— TASK INSTRUCTIONS —
Put each line of the items, from the start of the items through the line containing "M 156 65 L 158", into a Markdown table with the columns Row and Line, numbering the rows and omitting blank lines. Leave the pictures out of the answer.
··· LISTED RECORDS
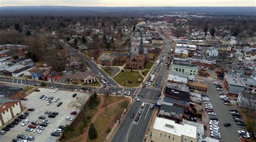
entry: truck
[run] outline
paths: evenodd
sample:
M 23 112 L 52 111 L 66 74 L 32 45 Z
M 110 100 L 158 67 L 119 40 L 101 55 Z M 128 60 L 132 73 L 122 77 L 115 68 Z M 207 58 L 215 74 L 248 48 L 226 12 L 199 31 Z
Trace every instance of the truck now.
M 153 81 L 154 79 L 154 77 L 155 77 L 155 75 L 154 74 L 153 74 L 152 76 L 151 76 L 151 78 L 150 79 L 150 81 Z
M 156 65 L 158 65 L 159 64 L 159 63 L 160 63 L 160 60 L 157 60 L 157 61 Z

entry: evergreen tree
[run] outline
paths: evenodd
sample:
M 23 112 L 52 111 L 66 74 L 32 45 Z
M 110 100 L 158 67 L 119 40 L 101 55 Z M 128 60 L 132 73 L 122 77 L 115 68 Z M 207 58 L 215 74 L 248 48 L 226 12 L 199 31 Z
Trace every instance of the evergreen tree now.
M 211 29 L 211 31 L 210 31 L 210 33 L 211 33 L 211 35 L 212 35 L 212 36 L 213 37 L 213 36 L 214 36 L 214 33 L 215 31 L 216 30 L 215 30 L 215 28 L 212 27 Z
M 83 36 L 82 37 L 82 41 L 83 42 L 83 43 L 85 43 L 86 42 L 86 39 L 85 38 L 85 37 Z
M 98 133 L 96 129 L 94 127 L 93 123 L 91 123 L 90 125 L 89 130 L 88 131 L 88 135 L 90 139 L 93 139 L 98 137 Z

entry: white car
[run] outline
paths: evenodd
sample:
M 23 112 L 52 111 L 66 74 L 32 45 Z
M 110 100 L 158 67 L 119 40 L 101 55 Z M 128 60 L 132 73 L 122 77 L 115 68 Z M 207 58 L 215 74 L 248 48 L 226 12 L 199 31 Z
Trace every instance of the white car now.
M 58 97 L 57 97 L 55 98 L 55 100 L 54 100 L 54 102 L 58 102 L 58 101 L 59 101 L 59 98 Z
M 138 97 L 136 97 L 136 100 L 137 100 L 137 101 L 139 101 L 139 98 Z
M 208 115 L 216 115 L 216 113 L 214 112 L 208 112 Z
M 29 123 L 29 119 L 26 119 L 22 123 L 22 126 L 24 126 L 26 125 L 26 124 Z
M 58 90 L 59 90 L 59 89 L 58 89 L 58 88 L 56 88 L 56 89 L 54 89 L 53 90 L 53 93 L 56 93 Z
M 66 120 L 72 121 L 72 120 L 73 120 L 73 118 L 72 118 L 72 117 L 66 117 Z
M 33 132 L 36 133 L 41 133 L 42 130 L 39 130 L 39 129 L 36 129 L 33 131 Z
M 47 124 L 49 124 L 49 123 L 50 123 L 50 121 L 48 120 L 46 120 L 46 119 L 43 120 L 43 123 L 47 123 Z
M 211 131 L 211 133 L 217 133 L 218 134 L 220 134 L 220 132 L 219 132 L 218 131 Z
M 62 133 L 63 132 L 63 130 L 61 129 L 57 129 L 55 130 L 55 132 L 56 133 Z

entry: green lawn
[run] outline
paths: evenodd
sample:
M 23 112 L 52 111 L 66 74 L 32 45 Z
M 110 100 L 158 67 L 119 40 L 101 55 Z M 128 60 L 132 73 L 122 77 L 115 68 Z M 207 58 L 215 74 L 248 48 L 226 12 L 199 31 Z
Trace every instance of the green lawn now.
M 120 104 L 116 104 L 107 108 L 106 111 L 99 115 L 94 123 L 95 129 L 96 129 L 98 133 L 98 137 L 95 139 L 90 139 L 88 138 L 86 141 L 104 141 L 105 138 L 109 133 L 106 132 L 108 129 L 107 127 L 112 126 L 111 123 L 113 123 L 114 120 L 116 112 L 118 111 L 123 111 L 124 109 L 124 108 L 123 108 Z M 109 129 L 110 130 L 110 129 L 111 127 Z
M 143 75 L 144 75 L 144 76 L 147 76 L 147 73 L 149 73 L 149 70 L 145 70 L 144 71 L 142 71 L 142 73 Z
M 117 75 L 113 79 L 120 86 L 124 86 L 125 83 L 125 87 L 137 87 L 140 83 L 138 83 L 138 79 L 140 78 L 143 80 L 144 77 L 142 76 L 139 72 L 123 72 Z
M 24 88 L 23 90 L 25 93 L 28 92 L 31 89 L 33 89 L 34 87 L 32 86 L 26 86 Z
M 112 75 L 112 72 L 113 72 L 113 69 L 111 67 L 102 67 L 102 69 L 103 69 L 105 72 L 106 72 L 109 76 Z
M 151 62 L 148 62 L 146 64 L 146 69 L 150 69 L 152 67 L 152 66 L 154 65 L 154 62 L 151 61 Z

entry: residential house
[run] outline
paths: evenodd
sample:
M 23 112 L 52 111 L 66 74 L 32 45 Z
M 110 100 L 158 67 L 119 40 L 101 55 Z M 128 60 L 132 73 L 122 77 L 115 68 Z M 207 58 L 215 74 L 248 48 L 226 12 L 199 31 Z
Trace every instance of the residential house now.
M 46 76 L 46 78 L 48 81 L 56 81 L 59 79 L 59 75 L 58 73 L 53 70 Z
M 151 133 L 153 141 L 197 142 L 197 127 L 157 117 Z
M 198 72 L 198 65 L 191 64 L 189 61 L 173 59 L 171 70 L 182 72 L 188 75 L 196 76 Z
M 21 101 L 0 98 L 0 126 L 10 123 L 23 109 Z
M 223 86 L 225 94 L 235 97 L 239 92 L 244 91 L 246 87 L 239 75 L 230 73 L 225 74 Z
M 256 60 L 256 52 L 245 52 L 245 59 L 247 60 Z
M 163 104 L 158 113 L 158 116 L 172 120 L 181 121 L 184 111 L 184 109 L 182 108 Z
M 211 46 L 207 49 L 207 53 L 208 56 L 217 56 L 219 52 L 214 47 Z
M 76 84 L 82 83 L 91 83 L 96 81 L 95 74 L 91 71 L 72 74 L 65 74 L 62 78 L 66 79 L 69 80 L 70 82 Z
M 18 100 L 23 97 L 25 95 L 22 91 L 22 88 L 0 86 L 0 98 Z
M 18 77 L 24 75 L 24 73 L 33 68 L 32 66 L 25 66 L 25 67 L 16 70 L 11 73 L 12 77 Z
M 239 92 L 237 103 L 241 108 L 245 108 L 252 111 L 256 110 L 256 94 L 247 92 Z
······
— EXERCISE OUTPUT —
| Row | Line |
|---|---|
| 1 | entry: truck |
| 2 | [run] outline |
| 3 | paths: evenodd |
| 4 | sample: |
| 5 | M 23 112 L 52 111 L 66 74 L 32 45 Z |
| 6 | M 110 100 L 158 67 L 119 40 L 101 55 Z M 128 60 L 132 73 L 122 77 L 115 68 Z M 207 58 L 215 74 L 248 48 L 226 12 L 199 31 Z |
| 7 | Trace every instance of the truck now. |
| 8 | M 153 81 L 154 79 L 154 77 L 155 77 L 155 75 L 154 74 L 153 74 L 152 76 L 151 76 L 151 78 L 150 79 L 150 81 Z |
| 9 | M 156 65 L 158 65 L 159 64 L 159 63 L 160 63 L 160 60 L 157 60 L 157 61 Z |